What this task involves: From the first line of the listing below to the line containing "Query: person leaning over railing", write out everything exactly. No pictures.

☆ ☆ ☆ ☆

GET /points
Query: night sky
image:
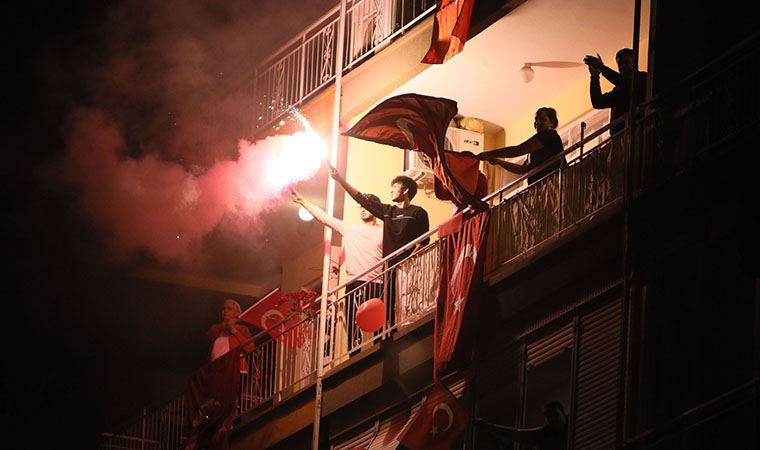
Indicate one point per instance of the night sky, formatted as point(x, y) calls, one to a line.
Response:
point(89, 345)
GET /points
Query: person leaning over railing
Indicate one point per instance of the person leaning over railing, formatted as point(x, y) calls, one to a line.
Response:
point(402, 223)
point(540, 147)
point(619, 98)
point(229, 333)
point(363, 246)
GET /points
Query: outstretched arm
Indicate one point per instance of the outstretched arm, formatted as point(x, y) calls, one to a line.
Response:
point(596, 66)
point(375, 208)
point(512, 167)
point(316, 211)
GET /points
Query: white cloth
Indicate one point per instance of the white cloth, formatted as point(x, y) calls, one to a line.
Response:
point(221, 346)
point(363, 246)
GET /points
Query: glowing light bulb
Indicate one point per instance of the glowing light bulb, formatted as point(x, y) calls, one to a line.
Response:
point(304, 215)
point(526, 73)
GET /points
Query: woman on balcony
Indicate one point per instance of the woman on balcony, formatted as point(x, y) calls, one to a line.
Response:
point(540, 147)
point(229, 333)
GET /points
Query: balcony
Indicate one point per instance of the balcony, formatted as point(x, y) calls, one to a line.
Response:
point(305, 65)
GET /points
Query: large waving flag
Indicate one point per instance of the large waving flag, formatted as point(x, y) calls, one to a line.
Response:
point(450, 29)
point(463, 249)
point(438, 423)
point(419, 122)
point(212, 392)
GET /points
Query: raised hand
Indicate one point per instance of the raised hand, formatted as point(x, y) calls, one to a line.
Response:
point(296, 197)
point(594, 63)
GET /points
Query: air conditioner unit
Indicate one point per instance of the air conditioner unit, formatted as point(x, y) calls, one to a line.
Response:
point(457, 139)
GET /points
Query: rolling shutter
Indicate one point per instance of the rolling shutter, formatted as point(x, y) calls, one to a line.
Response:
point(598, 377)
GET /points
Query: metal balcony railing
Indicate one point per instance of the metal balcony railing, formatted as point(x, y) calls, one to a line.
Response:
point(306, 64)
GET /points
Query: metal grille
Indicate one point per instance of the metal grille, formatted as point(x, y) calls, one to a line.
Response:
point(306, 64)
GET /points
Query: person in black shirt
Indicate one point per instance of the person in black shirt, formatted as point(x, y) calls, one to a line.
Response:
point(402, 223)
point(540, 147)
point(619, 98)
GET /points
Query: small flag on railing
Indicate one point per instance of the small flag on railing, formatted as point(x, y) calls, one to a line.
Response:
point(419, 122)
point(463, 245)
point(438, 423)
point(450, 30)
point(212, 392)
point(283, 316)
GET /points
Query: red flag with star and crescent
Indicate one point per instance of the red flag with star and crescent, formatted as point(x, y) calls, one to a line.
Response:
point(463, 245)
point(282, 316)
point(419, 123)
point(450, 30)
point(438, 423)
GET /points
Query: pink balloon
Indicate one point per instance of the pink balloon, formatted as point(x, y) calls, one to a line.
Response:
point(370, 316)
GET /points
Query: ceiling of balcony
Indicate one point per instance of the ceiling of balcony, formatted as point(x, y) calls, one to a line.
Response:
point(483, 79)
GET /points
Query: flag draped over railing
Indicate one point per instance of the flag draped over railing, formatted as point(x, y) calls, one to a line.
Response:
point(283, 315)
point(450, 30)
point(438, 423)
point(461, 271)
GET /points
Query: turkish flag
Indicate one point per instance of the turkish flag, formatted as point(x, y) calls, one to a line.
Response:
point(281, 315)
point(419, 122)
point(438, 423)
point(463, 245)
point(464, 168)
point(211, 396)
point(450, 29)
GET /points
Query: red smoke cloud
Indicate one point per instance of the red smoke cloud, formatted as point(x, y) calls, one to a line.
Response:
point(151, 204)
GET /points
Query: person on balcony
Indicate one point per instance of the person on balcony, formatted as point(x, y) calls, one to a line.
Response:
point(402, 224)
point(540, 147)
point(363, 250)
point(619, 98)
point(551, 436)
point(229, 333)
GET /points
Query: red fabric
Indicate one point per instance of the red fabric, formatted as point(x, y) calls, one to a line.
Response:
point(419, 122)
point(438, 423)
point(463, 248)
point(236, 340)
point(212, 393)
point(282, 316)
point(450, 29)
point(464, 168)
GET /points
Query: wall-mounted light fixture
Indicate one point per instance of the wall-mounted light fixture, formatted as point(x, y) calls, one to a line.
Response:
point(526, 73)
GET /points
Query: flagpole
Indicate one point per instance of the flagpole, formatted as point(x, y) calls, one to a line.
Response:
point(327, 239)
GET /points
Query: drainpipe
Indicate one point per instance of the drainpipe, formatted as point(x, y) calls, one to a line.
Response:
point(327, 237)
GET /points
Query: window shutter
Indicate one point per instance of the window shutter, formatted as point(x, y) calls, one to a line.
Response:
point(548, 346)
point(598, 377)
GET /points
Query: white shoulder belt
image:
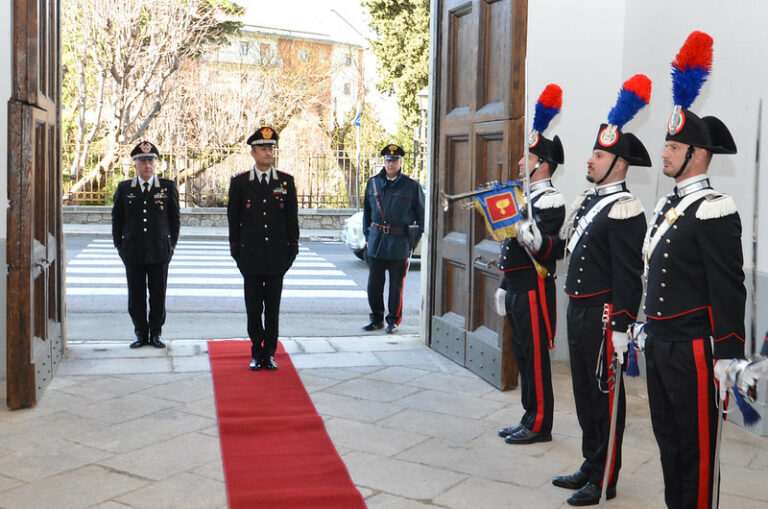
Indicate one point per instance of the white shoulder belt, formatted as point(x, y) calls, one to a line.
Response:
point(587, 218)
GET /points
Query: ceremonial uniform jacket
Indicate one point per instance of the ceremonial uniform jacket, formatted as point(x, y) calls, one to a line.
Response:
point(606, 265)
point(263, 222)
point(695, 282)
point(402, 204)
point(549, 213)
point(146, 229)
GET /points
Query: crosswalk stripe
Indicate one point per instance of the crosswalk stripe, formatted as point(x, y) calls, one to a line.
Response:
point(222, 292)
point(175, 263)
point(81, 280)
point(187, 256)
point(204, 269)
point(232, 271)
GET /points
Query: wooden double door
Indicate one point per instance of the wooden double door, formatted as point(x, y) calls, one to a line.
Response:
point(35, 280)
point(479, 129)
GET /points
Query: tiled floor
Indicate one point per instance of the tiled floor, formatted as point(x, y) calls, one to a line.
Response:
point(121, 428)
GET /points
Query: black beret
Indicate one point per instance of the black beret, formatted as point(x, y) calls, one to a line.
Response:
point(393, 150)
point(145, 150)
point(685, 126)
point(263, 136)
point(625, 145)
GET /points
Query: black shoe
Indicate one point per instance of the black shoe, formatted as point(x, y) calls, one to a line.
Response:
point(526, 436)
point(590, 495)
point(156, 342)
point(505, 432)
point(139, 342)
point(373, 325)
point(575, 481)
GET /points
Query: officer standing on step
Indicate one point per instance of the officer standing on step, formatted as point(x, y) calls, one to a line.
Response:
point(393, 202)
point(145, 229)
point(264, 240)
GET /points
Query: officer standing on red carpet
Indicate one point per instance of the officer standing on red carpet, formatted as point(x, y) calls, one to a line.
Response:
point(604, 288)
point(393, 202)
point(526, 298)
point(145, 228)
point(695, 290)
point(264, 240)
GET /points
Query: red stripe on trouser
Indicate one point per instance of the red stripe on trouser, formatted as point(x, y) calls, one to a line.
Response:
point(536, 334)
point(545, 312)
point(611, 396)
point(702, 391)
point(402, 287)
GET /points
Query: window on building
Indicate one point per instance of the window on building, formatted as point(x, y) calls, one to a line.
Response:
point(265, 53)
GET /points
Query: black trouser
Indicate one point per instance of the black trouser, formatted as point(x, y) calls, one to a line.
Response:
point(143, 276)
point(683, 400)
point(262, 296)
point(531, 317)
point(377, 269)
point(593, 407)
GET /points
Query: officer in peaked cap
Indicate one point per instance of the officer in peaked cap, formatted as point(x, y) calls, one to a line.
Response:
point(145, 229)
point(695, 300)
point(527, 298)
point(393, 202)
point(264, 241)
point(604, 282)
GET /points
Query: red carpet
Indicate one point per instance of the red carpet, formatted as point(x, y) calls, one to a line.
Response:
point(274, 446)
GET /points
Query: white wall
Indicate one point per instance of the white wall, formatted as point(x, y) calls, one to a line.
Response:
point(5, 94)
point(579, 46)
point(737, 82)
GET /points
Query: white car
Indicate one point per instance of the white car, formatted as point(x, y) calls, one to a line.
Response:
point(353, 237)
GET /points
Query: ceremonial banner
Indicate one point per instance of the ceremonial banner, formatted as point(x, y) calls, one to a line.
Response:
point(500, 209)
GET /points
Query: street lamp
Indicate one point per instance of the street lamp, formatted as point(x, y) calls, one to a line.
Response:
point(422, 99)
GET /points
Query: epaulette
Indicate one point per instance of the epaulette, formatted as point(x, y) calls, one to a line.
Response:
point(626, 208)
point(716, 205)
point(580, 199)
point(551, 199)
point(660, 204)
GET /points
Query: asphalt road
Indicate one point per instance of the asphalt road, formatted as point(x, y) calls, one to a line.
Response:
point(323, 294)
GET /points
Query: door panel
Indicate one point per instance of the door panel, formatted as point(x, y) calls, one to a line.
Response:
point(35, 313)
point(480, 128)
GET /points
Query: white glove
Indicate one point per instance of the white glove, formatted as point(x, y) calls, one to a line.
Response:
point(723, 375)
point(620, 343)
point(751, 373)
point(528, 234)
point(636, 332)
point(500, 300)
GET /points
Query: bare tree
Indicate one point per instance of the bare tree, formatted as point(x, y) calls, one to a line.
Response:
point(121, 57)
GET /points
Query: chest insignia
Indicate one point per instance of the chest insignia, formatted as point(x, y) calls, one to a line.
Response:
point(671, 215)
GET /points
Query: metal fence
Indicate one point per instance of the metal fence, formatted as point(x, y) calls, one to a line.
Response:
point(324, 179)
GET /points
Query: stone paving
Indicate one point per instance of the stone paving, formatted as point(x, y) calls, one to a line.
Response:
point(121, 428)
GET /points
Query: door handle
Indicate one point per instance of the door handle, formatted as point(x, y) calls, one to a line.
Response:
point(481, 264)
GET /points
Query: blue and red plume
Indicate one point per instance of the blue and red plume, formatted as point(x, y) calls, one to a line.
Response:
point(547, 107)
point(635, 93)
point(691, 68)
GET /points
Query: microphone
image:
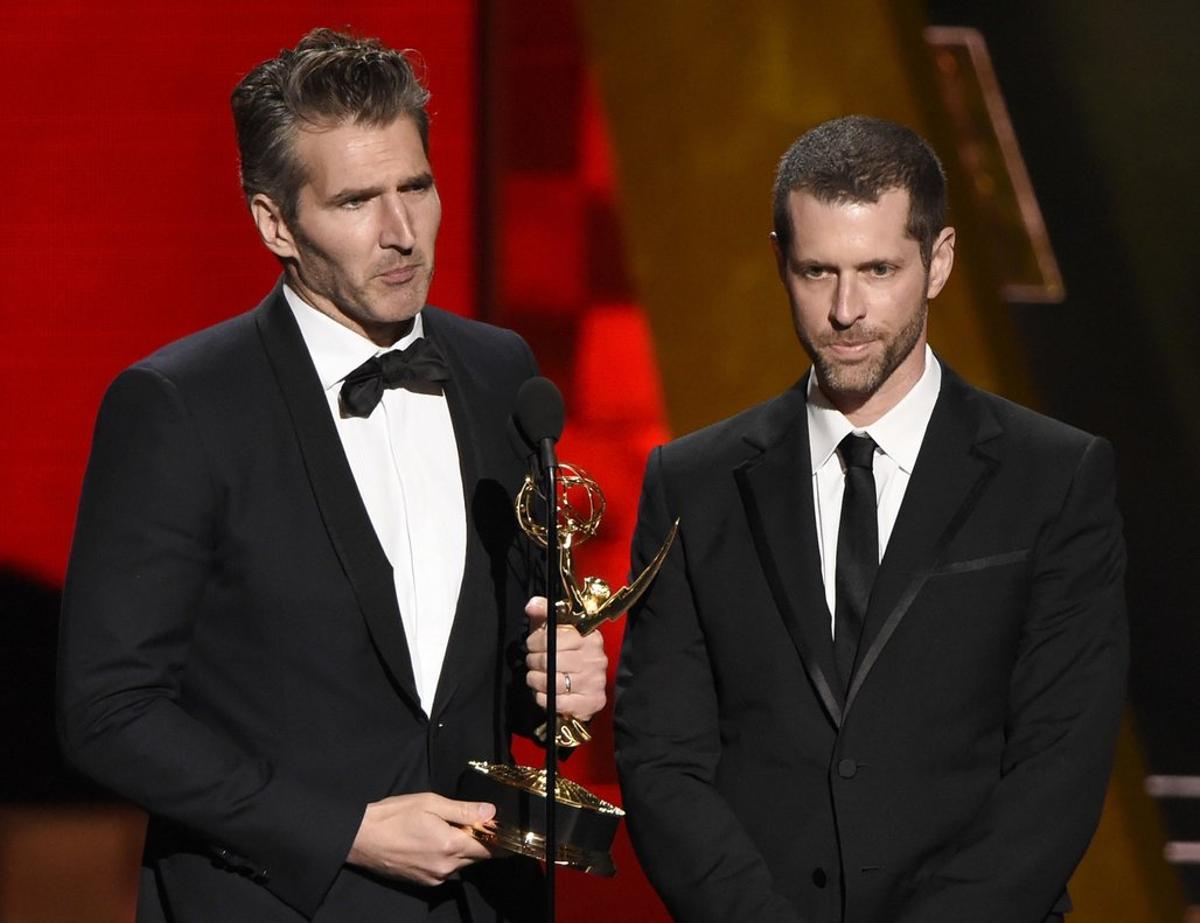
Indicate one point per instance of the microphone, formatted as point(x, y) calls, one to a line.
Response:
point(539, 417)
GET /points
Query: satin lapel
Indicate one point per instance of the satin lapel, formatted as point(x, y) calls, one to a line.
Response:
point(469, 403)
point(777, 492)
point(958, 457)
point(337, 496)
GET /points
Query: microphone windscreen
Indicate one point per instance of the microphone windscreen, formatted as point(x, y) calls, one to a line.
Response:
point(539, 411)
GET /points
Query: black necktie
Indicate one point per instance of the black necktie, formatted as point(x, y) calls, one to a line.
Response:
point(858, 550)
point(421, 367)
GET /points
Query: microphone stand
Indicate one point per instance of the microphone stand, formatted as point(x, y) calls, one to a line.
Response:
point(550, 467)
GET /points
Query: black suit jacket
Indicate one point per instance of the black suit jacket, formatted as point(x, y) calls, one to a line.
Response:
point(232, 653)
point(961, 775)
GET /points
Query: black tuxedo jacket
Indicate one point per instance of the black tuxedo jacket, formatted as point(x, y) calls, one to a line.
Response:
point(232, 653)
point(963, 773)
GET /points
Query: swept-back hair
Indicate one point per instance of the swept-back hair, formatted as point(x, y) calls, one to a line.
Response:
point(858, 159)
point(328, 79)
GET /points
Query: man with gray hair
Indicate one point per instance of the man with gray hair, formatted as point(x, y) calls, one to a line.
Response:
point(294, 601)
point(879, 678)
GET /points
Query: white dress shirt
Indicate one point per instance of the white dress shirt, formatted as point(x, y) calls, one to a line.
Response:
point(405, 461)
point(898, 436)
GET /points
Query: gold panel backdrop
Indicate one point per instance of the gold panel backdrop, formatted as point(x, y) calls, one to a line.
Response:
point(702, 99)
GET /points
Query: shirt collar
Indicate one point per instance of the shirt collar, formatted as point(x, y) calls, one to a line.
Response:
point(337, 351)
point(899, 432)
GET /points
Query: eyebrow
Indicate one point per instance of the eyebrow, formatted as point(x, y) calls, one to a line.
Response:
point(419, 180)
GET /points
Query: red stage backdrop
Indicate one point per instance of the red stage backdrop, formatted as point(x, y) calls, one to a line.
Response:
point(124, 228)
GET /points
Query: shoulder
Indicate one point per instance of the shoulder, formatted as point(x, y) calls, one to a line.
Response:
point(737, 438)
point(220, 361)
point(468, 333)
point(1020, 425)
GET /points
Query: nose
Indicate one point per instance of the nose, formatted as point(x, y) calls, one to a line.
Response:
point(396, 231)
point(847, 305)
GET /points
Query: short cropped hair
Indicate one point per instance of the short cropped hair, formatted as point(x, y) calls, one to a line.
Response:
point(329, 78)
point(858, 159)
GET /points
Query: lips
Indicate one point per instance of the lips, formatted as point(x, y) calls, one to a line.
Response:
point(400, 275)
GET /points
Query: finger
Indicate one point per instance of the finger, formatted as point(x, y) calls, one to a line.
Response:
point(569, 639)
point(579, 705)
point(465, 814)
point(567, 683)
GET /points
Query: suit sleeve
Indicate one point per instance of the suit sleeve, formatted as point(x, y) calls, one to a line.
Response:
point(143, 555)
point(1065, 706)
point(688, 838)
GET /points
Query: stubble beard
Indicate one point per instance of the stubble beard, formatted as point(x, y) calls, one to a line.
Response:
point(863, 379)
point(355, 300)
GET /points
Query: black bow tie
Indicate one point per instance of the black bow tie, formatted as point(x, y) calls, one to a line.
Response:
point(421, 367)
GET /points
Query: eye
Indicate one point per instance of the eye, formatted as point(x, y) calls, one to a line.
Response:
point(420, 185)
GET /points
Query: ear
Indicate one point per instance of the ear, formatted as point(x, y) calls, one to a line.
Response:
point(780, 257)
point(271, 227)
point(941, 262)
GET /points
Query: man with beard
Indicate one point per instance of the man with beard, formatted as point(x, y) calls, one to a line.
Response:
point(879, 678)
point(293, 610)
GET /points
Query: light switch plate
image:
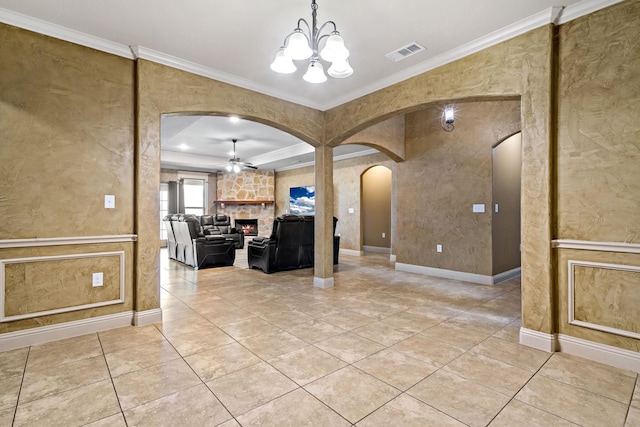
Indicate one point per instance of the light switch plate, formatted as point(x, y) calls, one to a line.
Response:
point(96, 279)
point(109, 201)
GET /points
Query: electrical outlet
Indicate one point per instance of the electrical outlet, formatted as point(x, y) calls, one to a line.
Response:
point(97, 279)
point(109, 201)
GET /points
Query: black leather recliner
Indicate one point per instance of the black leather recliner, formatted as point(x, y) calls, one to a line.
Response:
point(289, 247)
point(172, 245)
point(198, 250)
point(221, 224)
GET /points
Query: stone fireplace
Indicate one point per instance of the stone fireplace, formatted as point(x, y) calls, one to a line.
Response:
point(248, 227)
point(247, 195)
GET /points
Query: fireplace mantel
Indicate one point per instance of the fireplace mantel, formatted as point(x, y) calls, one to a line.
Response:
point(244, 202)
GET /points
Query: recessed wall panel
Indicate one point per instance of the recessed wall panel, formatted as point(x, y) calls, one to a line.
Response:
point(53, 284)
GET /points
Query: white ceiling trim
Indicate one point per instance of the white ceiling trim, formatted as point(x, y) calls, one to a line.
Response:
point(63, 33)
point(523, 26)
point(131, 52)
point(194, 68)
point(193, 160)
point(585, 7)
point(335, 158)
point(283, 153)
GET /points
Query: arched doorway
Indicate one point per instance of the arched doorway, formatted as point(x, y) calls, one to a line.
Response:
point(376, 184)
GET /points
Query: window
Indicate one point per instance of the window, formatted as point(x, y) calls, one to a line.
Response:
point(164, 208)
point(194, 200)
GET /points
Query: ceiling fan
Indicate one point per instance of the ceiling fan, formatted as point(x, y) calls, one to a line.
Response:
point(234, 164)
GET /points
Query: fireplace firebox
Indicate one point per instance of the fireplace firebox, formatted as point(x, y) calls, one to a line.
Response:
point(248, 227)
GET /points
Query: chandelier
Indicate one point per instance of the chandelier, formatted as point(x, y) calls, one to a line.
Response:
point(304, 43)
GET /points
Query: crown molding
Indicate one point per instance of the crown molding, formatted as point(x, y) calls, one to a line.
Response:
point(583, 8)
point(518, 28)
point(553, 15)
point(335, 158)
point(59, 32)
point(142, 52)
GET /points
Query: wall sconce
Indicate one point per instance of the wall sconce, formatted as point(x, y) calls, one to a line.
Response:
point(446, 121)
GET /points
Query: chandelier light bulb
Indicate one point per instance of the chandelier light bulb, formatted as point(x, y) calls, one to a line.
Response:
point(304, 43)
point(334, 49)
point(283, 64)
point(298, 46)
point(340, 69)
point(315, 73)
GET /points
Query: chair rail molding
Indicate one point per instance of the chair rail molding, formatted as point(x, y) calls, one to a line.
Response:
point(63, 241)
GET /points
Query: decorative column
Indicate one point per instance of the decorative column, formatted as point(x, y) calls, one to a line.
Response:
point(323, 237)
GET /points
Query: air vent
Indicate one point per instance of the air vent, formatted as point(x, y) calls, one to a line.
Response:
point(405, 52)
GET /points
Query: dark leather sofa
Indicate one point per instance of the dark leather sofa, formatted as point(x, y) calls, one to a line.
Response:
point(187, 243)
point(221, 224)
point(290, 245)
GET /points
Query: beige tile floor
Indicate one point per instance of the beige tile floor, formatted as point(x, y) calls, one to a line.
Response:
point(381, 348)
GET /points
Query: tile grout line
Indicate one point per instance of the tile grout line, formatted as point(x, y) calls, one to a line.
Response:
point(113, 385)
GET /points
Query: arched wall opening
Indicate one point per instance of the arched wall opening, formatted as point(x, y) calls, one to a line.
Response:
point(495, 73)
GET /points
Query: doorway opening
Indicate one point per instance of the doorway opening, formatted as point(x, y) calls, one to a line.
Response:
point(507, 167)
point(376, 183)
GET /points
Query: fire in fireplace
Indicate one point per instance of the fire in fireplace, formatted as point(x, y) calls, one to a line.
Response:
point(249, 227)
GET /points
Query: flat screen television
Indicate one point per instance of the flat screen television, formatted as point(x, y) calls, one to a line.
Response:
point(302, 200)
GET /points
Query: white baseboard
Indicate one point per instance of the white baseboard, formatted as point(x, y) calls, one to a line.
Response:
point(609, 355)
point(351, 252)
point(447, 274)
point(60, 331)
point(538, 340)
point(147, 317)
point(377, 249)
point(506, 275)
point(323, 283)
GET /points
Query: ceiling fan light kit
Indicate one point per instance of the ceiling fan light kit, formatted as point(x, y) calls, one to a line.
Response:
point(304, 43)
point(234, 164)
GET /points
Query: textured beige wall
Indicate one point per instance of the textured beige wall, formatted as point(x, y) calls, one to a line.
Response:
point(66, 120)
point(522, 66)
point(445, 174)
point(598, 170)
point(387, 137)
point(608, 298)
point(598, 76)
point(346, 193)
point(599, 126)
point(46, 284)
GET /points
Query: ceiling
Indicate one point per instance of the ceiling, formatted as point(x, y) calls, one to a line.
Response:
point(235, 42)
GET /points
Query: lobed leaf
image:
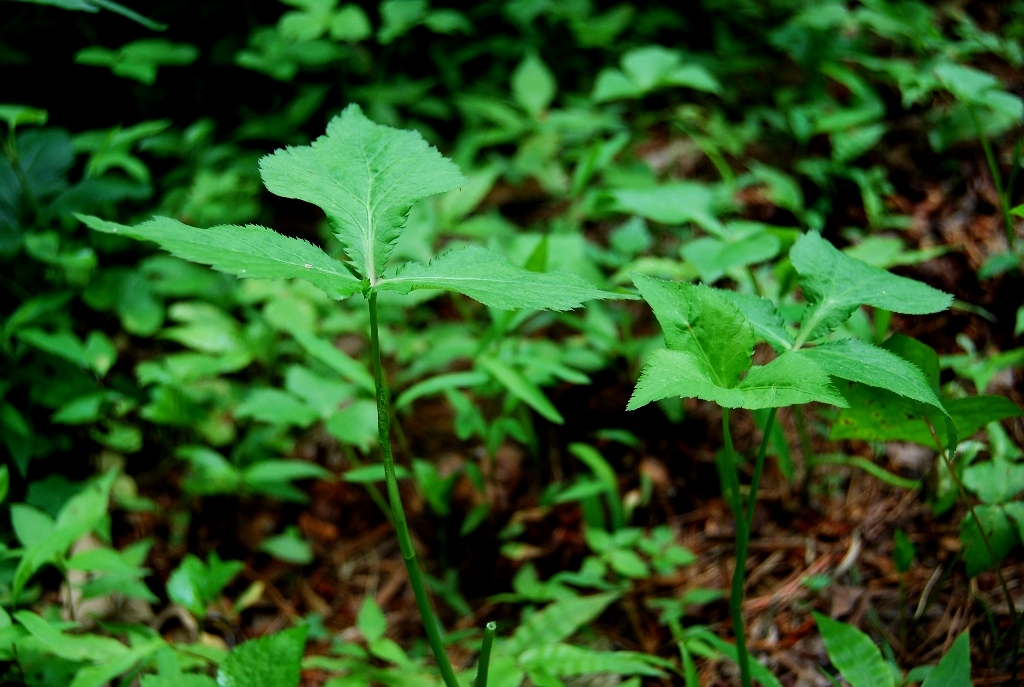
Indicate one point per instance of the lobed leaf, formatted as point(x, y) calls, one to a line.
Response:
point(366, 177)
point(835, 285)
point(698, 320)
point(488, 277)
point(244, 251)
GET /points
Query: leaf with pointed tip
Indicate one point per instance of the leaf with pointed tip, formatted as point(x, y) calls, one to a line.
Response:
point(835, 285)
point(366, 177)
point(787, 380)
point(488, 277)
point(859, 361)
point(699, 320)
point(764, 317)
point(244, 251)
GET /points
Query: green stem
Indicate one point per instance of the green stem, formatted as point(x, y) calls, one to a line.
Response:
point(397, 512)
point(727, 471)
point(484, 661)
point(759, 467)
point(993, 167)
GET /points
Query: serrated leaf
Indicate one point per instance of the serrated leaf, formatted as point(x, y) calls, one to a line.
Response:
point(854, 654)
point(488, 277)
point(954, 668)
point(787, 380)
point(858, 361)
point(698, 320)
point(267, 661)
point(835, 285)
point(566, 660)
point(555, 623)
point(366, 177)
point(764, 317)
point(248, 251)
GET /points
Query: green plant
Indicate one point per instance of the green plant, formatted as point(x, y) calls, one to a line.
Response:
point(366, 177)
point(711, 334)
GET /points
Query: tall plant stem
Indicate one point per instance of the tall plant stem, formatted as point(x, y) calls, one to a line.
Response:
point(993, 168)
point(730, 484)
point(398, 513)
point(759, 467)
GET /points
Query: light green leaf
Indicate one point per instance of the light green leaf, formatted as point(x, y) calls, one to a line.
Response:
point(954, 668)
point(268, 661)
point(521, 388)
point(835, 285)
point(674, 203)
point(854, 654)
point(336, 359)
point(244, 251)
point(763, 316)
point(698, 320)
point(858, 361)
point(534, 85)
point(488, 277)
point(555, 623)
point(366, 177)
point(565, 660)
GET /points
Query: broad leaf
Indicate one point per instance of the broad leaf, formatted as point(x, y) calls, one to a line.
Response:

☆ ☆ ☆ ☆

Result of this task:
GET /points
Query: night sky
image:
Indicate one point per instance of the night sky, formatted as point(x, y) calls, one to a line.
Response:
point(89, 345)
GET /points
Query: person leaning over railing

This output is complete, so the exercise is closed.